Material provided:
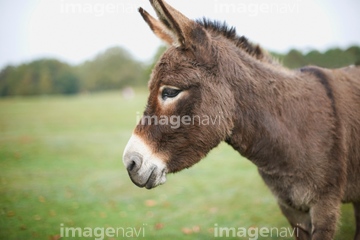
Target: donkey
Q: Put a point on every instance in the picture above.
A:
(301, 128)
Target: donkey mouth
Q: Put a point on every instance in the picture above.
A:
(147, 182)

...

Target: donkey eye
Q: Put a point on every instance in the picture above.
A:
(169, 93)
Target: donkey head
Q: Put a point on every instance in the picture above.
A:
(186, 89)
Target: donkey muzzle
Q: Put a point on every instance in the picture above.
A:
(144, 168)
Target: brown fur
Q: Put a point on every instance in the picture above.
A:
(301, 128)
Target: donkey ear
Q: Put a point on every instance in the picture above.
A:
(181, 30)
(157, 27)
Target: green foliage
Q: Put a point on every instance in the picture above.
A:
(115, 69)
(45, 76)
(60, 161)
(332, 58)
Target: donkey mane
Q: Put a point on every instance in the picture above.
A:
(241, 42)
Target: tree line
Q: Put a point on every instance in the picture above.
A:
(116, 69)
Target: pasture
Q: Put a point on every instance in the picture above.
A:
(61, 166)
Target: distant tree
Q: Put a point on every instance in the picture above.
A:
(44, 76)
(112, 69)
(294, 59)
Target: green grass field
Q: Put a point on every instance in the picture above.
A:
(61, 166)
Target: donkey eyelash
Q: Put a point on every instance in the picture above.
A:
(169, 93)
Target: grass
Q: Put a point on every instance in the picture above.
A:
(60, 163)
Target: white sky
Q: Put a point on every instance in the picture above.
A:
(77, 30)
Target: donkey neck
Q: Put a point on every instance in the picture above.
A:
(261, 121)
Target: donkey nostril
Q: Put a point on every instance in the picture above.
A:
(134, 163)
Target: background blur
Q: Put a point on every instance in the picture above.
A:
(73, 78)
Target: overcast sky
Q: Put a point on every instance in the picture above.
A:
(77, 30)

Activity:
Your output must be one number: how many lines of the listing include "donkey".

Result of this task:
10